- **RECORDS PROVIDED**
%%

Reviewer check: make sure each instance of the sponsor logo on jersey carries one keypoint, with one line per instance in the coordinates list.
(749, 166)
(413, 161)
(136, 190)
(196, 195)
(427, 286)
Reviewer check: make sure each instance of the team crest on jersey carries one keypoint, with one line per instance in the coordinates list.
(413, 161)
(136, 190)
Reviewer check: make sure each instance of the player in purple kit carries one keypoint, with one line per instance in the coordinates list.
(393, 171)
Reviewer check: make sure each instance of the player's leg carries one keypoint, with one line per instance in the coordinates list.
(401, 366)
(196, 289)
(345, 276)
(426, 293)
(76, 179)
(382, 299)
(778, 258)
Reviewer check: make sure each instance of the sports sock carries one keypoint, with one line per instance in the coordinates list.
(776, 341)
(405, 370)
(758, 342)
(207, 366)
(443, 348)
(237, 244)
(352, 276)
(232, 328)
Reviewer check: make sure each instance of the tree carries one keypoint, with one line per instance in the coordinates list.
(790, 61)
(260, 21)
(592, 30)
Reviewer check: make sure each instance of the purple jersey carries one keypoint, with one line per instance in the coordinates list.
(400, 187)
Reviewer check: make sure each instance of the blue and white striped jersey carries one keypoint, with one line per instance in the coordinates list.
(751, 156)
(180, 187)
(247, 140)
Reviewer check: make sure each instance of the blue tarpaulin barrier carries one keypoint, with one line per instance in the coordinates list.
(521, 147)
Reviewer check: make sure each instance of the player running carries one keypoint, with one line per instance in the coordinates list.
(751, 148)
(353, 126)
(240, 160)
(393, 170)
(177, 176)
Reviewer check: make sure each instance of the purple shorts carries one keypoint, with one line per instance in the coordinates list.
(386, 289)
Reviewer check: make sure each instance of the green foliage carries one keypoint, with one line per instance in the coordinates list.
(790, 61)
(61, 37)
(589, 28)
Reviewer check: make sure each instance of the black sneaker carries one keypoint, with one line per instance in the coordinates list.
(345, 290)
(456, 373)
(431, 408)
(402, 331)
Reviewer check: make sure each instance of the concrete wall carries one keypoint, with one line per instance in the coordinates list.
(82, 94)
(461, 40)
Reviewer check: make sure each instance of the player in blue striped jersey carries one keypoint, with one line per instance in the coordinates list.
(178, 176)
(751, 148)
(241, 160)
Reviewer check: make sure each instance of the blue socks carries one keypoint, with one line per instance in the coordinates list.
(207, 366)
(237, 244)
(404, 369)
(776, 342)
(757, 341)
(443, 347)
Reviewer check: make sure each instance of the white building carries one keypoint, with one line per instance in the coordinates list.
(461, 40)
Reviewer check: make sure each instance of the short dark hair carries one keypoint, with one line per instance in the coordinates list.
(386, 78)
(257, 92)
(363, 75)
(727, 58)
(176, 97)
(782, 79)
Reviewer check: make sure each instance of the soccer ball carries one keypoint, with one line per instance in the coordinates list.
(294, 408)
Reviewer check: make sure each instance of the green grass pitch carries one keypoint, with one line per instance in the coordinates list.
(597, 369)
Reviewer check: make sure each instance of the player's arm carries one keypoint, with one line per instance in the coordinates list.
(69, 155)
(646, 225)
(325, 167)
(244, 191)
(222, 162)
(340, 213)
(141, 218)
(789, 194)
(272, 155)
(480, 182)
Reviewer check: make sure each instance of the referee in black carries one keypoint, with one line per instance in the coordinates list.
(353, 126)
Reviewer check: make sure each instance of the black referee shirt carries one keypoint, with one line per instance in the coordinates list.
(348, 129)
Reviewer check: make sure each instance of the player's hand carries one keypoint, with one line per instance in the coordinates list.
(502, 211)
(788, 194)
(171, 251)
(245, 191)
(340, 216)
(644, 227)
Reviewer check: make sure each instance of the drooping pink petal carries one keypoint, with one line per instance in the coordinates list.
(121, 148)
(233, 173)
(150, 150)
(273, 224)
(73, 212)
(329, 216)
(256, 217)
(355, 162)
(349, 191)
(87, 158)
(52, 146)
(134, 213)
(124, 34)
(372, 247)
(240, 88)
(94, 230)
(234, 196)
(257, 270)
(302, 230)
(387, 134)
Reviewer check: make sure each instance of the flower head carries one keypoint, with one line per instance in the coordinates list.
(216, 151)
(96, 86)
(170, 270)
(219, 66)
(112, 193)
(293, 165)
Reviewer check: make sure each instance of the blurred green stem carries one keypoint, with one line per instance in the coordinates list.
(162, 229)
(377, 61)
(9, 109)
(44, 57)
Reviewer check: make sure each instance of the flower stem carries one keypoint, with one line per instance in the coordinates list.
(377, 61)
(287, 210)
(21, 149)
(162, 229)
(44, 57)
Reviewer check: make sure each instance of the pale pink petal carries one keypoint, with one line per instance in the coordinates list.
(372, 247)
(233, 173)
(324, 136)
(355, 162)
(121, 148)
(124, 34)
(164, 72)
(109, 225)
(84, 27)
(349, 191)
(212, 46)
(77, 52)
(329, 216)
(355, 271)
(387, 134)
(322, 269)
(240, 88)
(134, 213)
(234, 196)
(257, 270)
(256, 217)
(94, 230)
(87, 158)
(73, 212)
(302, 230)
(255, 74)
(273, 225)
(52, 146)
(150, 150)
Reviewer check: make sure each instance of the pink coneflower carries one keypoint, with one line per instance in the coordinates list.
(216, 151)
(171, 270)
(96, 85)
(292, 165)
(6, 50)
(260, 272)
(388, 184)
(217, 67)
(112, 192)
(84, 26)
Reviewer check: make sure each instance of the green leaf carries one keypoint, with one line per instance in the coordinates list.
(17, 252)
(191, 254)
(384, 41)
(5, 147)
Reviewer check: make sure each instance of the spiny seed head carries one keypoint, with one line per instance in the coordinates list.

%%

- **TASK INSTRUCTIONS**
All of the entries above must be quoted exactly.

- **RESPONSE FOR THIS EXERCISE**
Reviewer check: make sure each instance of the sponsor logo on jersey carries one keypoint, with one line per instance in the coordinates list.
(749, 166)
(413, 161)
(136, 190)
(196, 195)
(427, 286)
Reviewer check: make sure each instance of the team crest on jersey carries one keypoint, with one line per instance in the coordinates list.
(413, 161)
(136, 190)
Reviewer check: make sure each instance of the player in purple kit carries one keypoint, with one line per instance in the coordinates list.
(393, 171)
Reviewer check: make sure each instance of the player's leg carries one keypoint, with one line per instance in the coordinates list.
(401, 366)
(196, 289)
(345, 276)
(426, 293)
(76, 179)
(382, 299)
(778, 258)
Reviewer check: make sure each instance of the sports sock carries one keypoint, with one line per instance in the coordinates list.
(776, 341)
(405, 370)
(758, 342)
(207, 366)
(443, 348)
(237, 244)
(352, 276)
(232, 328)
Reviewer check: make sure each instance of the tree carries one keypoint, with one line per instance in the coordinates list.
(790, 61)
(260, 21)
(592, 30)
Reviewer check: make sure each instance of the purple jersey carries one keypoint, with one line per instance in the coordinates list.
(400, 187)
Reviewer check: make sure each instance of the blue and white striped jersey carries one keypoint, with one line per instance in the coordinates list.
(751, 156)
(180, 187)
(247, 140)
Reviewer check: make sure each instance of the blue tarpaulin barrier carries one keypoint, with one line per instance in the coordinates list.
(521, 147)
Reviewer check: make sure each instance of the player running carries one keypoint, with one line per instance in the coordinates list.
(751, 148)
(353, 126)
(240, 160)
(393, 170)
(177, 176)
Reviewer check: make sure each instance of the purple shorts carries one keypoint, with one line per instance in the coordinates list.
(386, 289)
Reviewer check: make sure each instance of the green foliage carries one keypoint, with one line per instance in the coordinates list.
(790, 61)
(61, 37)
(589, 28)
Reviewer check: make sure each instance of the black sneaker carries one keypoint, with one line per instance in the coordinates list.
(345, 290)
(456, 373)
(431, 408)
(402, 331)
Reviewer check: make sure each instance of the concrete wall carries one keypoint, with one line per instance in the coordinates list.
(82, 94)
(461, 40)
Reviewer check: make sure each instance of the player in blue striped jersey carries one keypoint, with one line per instance in the coordinates list.
(178, 176)
(751, 148)
(241, 160)
Reviewer check: make sure each instance of the blue socks carries one keypoint, with one line per instance in the coordinates list.
(207, 366)
(237, 244)
(404, 369)
(776, 342)
(757, 341)
(443, 347)
Reviewer check: make sure each instance of the white building carries one keypoint, with one line per instance in the coordinates list.
(461, 40)
Reviewer check: make sure each instance of the short dark hair carries one keypoint, with one line per instance in the coordinates list.
(386, 78)
(257, 92)
(363, 75)
(727, 58)
(176, 97)
(782, 79)
Reviewer check: make sure each instance of the soccer ball carries one keypoint, with one line per instance in the coordinates list.
(294, 408)
Reviewer check: make sure each instance of the green grass pitch carries one keypoint, with one line per instance in the coordinates list.
(597, 369)
Reviewer check: make sure each instance of the player's arm carries one keypoint, with one line per instance in the coordinates list.
(69, 155)
(646, 225)
(325, 167)
(244, 191)
(222, 162)
(340, 213)
(141, 218)
(789, 194)
(272, 155)
(480, 182)
Reviewer check: make sure each instance of the referee in black carries one keypoint, with one line per instance in the coordinates list.
(353, 126)
Reviewer check: make sure each instance of the black referee shirt carries one keypoint, with one line per instance in the coordinates list.
(348, 129)
Reviewer check: make sure each instance of the player's hand carries one keypoint, with one line per instance in the coordinates list.
(502, 211)
(788, 194)
(171, 251)
(245, 191)
(340, 216)
(644, 227)
Reviewer check: make sure each instance of the drooping pink petal carries one keypoint, with one line per instance in the coordinates list.
(121, 148)
(233, 173)
(150, 150)
(273, 224)
(73, 212)
(329, 216)
(256, 217)
(355, 162)
(349, 191)
(87, 158)
(52, 146)
(134, 213)
(124, 34)
(372, 247)
(240, 88)
(94, 230)
(234, 196)
(257, 270)
(302, 230)
(387, 134)
Reviewer check: make sure each instance of the flower head carries one keypoint, with one line per instance in the coordinates list.
(216, 151)
(96, 86)
(170, 270)
(219, 66)
(112, 193)
(293, 165)
Reviewer check: make sure each instance of the blurred green stem carries one keypoint, with one line per instance in the coordinates list.
(162, 229)
(377, 61)
(9, 109)
(44, 57)
Reviewer check: make sure each instance of the flower stem carries one keypoint, with one line per instance in the coordinates list.
(377, 61)
(287, 210)
(21, 149)
(162, 229)
(44, 57)
Reviewer check: make sure each instance of the pale pink petal carries one keypoint, with one line per instance in the coordinates list.
(372, 247)
(233, 173)
(324, 136)
(355, 162)
(121, 148)
(124, 34)
(164, 72)
(109, 225)
(84, 27)
(349, 191)
(212, 46)
(77, 52)
(329, 216)
(355, 271)
(387, 134)
(322, 269)
(240, 88)
(134, 213)
(234, 196)
(257, 270)
(256, 217)
(94, 230)
(87, 158)
(73, 212)
(302, 230)
(255, 74)
(273, 225)
(52, 146)
(150, 150)
Reviewer check: make sure each instance of the pink coneflower carries one keypoint, with one line per instance in the coordinates list.
(216, 151)
(171, 270)
(96, 85)
(292, 165)
(6, 50)
(260, 272)
(388, 184)
(217, 67)
(112, 192)
(84, 26)
Reviewer check: make sure each instance of the green leaf carries one keypoint, with one line per instance in the coordinates list.
(17, 252)
(191, 254)
(384, 41)
(5, 147)
Reviewer check: make sure each instance of the spiny seed head carries one keypoint, with one line per instance in the coordinates list.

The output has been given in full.